___ Excerpted passage
THE CMP DICTIONARY

New Form of Human Civilization

New Form of Human Civilization

人类文明新形态
| David Bandurski
First introduced in 2021, this phrase plays a key role in framing the power and legitimacy of General Secretary Xi Jinping during his unprecedented third term. It is the claim that Xi’s China has achieved a civilizational renaissance through a set of new ideas on governance and development and that the resulting new form — closely tied to another buzzword, “Chinese-style modernization” — combines ancient Chinese civilizational elements with an adaptive new Marxist modernity. Xi’s “new form of human civilization,” CCP scholars say, has surpassed modern Western civilization and traditional socialist civilization, presenting the world (and particularly the Global South) with a new aspirational model.

While the phrase “new form of human civilization” first came into more common official use following Xi Jinping’s July 1, 2023, speech to commemorate the centennial of the Chinese Communist Party (CCP), official media reporting and scholarly writings before and after the 19th National Congress in 2017 offer tantalizing clues to how the leadership was beginning to conceptualize power and legitimacy in anticipation of Xi’s convention-breaking third term after October 2022 — responding to the political necessity of claiming a theoretical breakthrough that served a legitimizing function.
______
___ Stored data
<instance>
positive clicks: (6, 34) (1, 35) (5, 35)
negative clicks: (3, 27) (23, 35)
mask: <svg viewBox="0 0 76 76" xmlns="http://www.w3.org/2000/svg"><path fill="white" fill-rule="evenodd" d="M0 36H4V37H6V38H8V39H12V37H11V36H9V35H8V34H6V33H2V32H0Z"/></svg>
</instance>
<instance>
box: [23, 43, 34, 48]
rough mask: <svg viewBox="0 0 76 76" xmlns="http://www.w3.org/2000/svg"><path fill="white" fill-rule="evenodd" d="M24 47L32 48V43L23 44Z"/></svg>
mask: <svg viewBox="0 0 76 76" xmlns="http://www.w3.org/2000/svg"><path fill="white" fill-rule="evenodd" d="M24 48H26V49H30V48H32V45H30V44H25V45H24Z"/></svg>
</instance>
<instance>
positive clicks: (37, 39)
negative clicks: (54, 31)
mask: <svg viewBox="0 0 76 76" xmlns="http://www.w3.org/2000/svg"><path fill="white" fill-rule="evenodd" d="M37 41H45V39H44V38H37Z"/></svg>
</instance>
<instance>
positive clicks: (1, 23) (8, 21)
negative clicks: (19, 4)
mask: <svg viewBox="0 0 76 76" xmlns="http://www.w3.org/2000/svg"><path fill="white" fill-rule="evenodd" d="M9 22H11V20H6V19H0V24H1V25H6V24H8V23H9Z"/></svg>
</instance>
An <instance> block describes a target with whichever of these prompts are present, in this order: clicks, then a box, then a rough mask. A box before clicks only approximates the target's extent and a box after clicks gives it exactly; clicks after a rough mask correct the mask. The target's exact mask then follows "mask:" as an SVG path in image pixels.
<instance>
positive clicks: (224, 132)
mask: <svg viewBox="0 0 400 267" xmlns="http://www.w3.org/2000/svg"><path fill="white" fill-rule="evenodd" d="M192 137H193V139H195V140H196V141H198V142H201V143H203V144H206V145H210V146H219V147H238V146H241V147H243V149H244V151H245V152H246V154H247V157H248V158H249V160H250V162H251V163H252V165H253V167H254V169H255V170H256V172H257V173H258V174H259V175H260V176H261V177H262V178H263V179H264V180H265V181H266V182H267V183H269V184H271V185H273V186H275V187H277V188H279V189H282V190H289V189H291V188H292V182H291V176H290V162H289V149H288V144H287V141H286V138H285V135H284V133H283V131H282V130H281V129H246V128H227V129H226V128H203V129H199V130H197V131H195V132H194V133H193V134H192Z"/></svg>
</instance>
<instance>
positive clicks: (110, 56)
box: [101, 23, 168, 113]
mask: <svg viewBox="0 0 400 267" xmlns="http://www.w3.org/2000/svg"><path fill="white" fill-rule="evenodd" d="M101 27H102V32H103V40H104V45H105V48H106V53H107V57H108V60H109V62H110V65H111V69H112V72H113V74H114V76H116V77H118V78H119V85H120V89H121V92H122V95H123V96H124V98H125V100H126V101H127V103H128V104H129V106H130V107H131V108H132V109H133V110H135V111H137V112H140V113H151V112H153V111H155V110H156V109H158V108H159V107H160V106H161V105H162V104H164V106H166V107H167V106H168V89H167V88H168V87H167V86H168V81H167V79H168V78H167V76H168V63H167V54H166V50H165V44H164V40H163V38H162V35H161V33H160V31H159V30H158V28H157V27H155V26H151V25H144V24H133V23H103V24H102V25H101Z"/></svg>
______
Assigned task.
In the CMP Dictionary text, which other buzzword is "new form of human civilization" closely tied to?

Solution to this task.
"Chinese-style modernization"